◆ EXERCISE INPUTS:
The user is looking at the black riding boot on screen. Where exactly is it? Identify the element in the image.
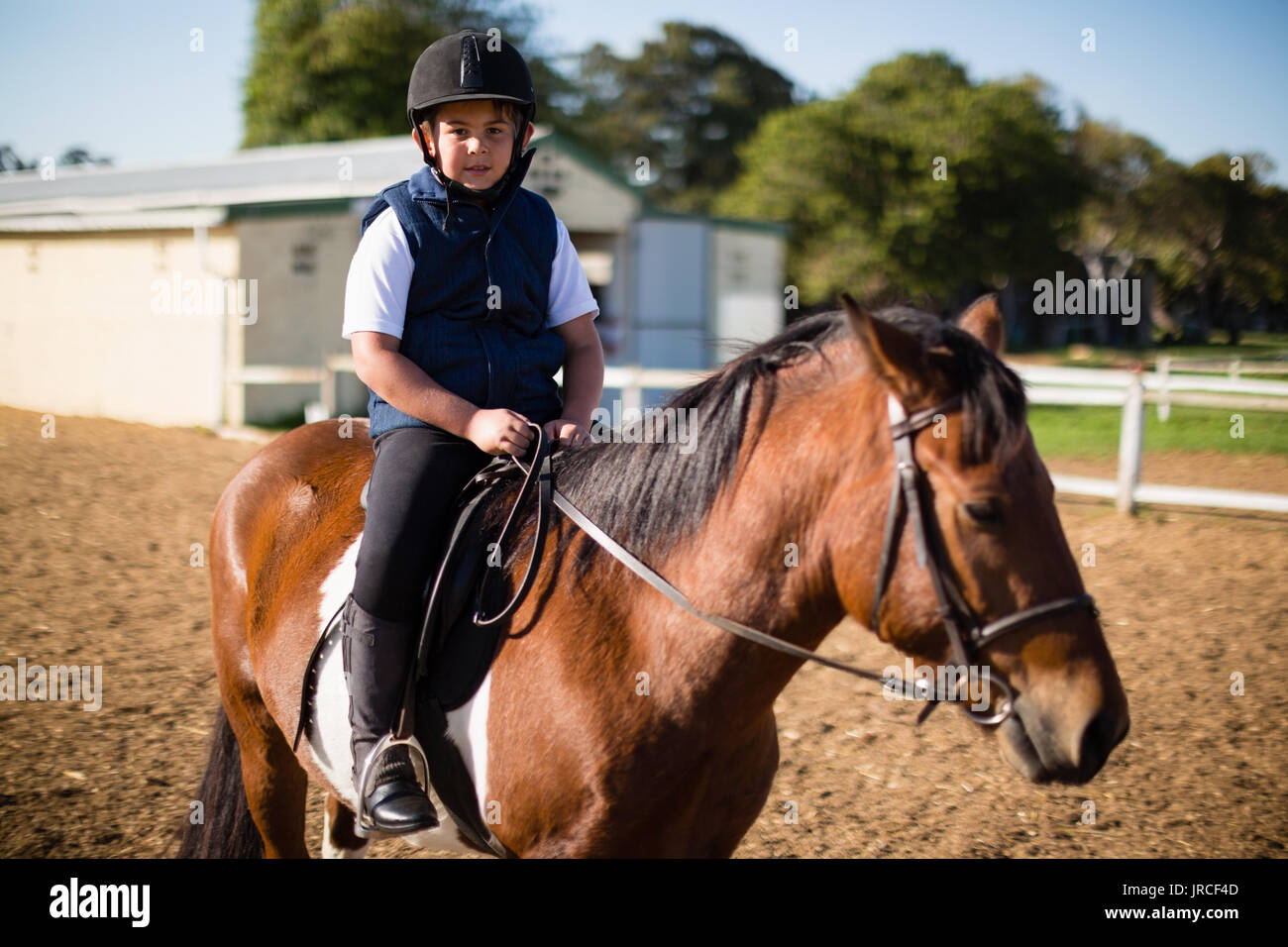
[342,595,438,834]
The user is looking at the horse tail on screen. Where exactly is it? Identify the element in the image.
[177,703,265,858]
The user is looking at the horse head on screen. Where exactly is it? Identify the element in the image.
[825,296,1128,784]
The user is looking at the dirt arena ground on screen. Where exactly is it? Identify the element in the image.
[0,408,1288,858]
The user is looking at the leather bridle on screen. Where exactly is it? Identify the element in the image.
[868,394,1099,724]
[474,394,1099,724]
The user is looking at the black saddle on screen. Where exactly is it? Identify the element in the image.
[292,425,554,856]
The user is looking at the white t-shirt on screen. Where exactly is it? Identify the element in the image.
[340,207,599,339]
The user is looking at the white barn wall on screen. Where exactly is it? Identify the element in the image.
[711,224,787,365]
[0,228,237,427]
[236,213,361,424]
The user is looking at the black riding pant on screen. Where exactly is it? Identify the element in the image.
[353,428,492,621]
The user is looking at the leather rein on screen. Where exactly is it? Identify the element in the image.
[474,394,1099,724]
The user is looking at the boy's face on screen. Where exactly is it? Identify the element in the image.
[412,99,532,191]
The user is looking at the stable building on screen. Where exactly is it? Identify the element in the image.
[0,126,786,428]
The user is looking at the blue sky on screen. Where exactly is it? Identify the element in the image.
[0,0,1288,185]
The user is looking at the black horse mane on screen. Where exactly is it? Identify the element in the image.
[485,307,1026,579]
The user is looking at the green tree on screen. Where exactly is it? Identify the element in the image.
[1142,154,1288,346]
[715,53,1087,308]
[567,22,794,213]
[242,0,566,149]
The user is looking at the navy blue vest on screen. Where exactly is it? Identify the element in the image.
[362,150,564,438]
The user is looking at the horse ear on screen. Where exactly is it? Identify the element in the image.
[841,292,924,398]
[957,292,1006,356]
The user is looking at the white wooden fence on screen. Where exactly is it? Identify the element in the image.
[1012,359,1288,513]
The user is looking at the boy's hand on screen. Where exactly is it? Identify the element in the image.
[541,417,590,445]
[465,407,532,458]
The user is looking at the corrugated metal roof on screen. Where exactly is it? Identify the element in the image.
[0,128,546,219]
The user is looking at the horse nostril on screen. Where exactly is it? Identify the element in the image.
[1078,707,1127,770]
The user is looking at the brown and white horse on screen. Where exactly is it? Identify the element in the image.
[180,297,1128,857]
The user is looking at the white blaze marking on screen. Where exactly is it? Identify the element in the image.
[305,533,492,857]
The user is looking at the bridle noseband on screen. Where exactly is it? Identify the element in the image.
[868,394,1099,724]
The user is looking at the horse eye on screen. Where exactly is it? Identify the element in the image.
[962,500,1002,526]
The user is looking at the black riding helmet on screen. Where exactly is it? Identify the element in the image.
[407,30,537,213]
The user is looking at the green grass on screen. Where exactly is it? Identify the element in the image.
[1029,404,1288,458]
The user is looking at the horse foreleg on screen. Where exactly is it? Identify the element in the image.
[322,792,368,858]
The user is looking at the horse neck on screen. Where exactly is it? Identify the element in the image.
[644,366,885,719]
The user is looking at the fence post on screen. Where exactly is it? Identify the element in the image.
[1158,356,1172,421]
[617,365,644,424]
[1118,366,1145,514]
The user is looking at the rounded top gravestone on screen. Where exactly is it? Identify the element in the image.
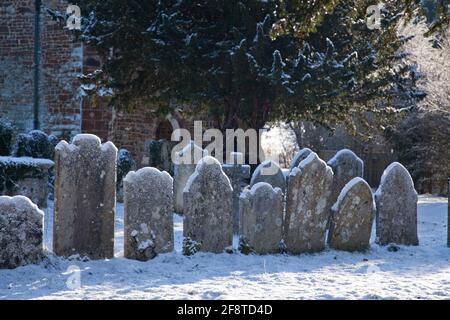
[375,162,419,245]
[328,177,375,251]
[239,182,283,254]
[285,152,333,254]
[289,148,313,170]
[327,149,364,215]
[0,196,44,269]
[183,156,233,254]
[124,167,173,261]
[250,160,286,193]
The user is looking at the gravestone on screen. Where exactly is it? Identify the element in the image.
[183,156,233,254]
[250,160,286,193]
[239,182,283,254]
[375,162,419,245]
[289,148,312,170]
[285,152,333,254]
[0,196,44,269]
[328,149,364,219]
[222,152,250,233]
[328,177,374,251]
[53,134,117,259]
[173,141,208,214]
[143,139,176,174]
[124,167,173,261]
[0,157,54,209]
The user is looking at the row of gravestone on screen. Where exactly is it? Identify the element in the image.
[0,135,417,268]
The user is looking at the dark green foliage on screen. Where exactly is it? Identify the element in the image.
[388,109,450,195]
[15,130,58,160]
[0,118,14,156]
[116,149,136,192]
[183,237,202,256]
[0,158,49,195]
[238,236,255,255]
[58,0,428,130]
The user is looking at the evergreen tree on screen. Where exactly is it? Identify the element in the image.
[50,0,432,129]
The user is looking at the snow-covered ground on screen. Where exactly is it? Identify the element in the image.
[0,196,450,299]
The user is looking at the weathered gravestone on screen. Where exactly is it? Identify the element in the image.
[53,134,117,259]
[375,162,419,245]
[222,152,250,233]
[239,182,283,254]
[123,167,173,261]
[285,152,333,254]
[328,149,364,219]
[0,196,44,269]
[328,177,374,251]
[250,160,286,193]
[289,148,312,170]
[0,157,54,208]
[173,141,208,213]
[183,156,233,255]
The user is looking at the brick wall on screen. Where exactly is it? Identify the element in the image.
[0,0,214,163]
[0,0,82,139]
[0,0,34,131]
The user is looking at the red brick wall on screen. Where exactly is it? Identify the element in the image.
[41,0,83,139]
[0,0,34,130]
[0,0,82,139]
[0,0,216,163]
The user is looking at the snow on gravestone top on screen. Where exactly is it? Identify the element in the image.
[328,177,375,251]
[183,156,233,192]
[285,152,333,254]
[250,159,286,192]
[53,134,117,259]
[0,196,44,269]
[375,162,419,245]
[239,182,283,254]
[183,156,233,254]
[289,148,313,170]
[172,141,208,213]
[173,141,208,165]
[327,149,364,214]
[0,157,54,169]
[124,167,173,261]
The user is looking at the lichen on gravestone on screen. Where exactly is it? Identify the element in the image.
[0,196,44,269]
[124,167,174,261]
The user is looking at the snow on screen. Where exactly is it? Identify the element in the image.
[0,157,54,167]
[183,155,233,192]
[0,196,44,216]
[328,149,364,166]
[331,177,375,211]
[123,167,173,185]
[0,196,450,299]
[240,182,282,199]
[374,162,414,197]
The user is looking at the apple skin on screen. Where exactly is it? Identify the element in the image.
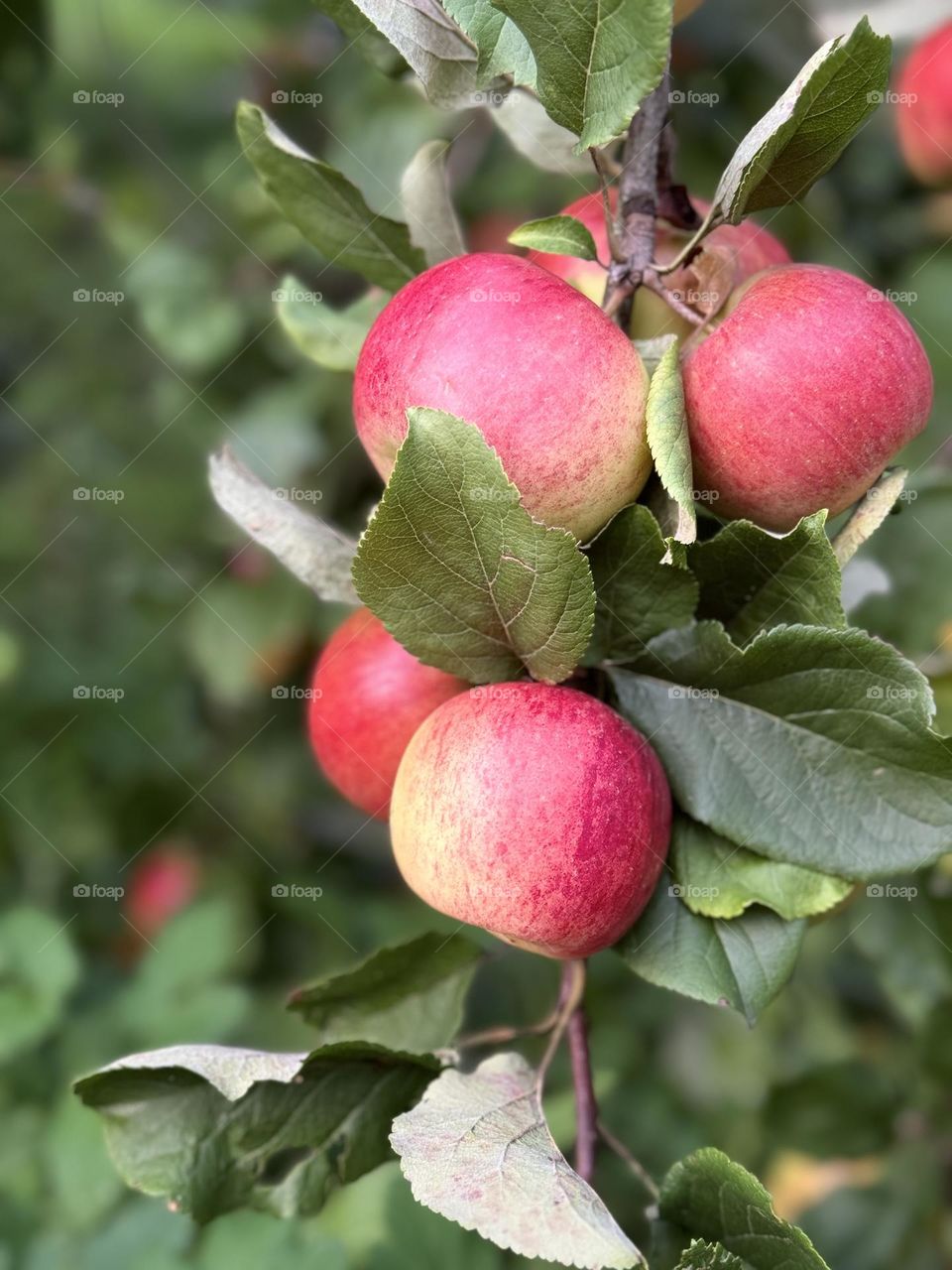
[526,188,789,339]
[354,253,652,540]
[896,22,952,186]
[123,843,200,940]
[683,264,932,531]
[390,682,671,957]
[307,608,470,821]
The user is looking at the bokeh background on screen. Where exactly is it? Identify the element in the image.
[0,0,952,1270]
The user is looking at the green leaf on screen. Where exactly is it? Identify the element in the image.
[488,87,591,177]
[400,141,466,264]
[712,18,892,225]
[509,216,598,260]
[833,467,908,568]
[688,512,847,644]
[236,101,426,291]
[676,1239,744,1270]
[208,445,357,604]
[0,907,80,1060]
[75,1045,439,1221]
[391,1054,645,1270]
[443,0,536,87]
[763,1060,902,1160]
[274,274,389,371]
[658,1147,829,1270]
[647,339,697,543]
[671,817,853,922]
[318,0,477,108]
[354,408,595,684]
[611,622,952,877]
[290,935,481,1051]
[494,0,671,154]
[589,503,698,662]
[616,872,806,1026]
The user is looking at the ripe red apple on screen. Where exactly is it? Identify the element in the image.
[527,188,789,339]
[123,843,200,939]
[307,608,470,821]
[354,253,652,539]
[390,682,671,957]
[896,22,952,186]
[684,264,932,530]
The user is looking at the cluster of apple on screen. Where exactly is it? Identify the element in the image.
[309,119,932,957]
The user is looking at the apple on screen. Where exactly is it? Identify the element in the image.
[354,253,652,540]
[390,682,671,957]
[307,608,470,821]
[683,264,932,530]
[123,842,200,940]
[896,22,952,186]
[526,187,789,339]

◆ EXERCISE DESCRIPTION: Write out again only the lines from the one containing "The user is looking at the cluster" through the one containing "[309,119,932,957]", both included, keeping the request as it is and moving every box coordinate in the answer down by 15.

◆ REPLY TO THE TASK:
The user is looking at the cluster of apple on screen. Where exactly is it? Identify the element in the image.
[294,104,917,942]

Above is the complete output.